═══ Raw records ═══

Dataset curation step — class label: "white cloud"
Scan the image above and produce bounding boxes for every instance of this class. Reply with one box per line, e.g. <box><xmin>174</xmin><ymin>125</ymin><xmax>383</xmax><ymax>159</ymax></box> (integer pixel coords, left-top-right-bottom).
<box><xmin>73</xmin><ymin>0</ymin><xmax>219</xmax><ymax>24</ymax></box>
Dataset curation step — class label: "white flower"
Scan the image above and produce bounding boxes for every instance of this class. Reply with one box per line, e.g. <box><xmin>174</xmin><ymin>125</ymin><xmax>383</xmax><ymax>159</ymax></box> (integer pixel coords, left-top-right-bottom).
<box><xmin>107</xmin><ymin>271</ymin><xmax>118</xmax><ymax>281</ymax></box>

═══

*Exercise objective*
Rewrite all the entries above, putting "Annotation pass" wherever "Dataset curation step" appears and keeping every other character unchanged.

*Solution to this task*
Annotation pass — class label: "white cloud"
Scan the image above and produce bounding boxes for every instance of this class. Reply with one box per line, e.g. <box><xmin>174</xmin><ymin>125</ymin><xmax>383</xmax><ymax>159</ymax></box> (integer pixel coords, left-top-right-bottom).
<box><xmin>73</xmin><ymin>0</ymin><xmax>219</xmax><ymax>24</ymax></box>
Annotation pass — class label: "white flower"
Scan the image above and produce bounding boxes for every instance of this class. Reply with one box per line, e.g. <box><xmin>174</xmin><ymin>125</ymin><xmax>383</xmax><ymax>159</ymax></box> (integer pixel coords, left-top-right-bottom).
<box><xmin>107</xmin><ymin>271</ymin><xmax>118</xmax><ymax>281</ymax></box>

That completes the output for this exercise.